WHAT YOU HAVE TO DO:
Gather every line in the records below that contains the string "football", treating uppercase and lowercase letters as distinct.
** Start **
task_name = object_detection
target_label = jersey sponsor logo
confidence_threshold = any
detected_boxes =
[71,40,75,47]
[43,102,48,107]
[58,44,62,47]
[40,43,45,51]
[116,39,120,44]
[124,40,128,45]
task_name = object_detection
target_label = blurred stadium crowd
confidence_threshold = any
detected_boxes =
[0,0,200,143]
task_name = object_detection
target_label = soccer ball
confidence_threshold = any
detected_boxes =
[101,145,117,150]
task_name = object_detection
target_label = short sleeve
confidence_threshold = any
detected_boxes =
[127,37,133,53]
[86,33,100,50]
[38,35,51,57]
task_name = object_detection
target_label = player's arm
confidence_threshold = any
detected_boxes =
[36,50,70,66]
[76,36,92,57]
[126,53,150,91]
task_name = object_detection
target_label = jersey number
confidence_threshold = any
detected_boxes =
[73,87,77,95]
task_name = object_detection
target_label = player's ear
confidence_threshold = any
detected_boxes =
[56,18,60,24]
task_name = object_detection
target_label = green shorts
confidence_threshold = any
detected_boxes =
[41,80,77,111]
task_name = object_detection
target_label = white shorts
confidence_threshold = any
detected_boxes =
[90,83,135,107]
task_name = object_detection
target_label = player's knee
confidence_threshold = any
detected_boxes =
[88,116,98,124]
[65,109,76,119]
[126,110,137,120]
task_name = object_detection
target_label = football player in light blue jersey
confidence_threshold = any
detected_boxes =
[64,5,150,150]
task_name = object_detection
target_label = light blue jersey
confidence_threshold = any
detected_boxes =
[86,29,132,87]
** End **
** Start **
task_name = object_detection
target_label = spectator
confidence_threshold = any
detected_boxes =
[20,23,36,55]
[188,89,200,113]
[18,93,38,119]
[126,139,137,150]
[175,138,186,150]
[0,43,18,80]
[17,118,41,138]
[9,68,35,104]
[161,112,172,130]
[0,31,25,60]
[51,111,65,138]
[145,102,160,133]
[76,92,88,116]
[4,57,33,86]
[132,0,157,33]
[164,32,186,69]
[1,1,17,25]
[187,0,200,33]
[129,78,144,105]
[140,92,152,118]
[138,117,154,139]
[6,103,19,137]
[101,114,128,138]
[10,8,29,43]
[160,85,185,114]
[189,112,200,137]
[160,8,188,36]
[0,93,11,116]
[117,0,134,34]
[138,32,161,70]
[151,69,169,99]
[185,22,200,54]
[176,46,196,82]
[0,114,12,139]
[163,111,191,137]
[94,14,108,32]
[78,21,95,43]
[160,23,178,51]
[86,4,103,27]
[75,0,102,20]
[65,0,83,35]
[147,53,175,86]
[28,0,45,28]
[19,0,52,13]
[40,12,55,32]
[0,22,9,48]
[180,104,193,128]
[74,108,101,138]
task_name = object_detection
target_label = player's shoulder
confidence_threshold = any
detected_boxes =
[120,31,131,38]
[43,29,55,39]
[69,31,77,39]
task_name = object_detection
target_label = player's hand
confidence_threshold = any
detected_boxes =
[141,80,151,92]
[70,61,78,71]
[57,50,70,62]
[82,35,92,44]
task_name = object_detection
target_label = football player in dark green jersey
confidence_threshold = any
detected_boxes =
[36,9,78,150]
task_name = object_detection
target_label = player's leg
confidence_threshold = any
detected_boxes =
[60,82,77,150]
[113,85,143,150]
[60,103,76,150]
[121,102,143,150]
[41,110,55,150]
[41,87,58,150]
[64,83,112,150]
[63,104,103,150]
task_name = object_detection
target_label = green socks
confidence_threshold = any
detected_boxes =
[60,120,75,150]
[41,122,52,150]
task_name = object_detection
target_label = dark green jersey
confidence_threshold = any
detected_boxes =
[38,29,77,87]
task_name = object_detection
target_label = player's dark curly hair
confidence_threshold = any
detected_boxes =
** End **
** Start **
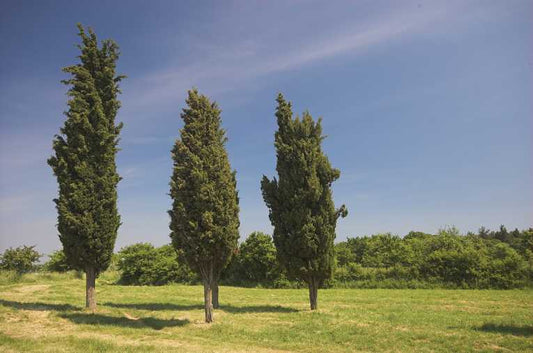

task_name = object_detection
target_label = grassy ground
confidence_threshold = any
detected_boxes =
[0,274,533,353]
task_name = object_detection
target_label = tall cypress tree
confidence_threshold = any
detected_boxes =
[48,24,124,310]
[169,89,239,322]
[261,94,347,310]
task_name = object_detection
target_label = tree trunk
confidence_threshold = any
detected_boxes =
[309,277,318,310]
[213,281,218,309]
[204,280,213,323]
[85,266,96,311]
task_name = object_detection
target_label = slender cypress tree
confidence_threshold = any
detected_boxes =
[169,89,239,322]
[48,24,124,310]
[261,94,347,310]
** End **
SOLUTION:
target_label = football player in light blue jersey
target_label = football player in dark green jersey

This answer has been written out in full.